#### DIRECTIONS:
[a] According to the excerpt on architecture and science, in what year did Raymond Williams trace the keywords that narrated the split between industry and art?
[b] Reproduce word for word the part of the excerpt on architecture and science that opens with the words containing "If anything lends" and closes with "ethos, and values.".

#### EXCERPT:
________________

If anything lends these essays coherence, however, it is what Antoine Picon observed as the “estrangement between the sciences and the arts created by the first industrial revolution” (310). In 1958, Raymond Williams traced the rhetorical journeys of the keywords that narrated this split in his classic work, Culture and Society 1780-1950. “Industry” and “art,” near synonyms in the early 18th century, bifurcated with the political and industrial revolutions into the antagonisms that Sigfried Giedion argued, tormented the “divided ego” of man (Space, Time and Architecture, 1941). The best of these essays demonstrate that this split is mythical, or at least hyperbolic: Architecture and science have been engaged in a vibrant dialectic, not just in terms of method and practice, but also in terms of metaphor, ethos, and values.

One of the most important sites for understanding this dialectic is the museum. Paula Findlen gives a wonderful account of the gendering of humanist spaces of science as a continuation of the segregation of natural philosophy (and its space in the study) from the feminine domestic sphere. However, it is unclear from her evidence to what extent this was an obvious outgrowth of the earlier tradition, or whether it was, as she claims, constructed as part of the gendered brokering of power through the monopolization of knowledge. The latter seems indisputable, but this does not excuse Findlen from leaving her evidence for David Noble’s authority, borrowing his observation that “a world without women did not simply emerge, it was constructed” (48). How this world was constructed remains nebulous, as does the important relationship between the gendering of scientific space and the production of science. Perhaps the parallel of how the art museum found its way out of the house would provide a useful foil for Findlen’s assumptions.

________________

#### DATA EXCERPT:
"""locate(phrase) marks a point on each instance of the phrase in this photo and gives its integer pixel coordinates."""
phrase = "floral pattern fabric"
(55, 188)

________________

#### RESULTS OF THE EXERCISE:
[a] 1958

[b]
If anything lends these essays coherence, however, it is what Antoine Picon observed as the “estrangement between the sciences and the arts created by the first industrial revolution” (310). In 1958, Raymond Williams traced the rhetorical journeys of the keywords that narrated this split in his classic work, Culture and Society 1780-1950. “Industry” and “art,” near synonyms in the early 18th century, bifurcated with the political and industrial revolutions into the antagonisms that Sigfried Giedion argued, tormented the “divided ego” of man (Space, Time and Architecture, 1941). The best of these essays demonstrate that this split is mythical, or at least hyperbolic: Architecture and science have been engaged in a vibrant dialectic, not just in terms of method and practice, but also in terms of metaphor, ethos, and values.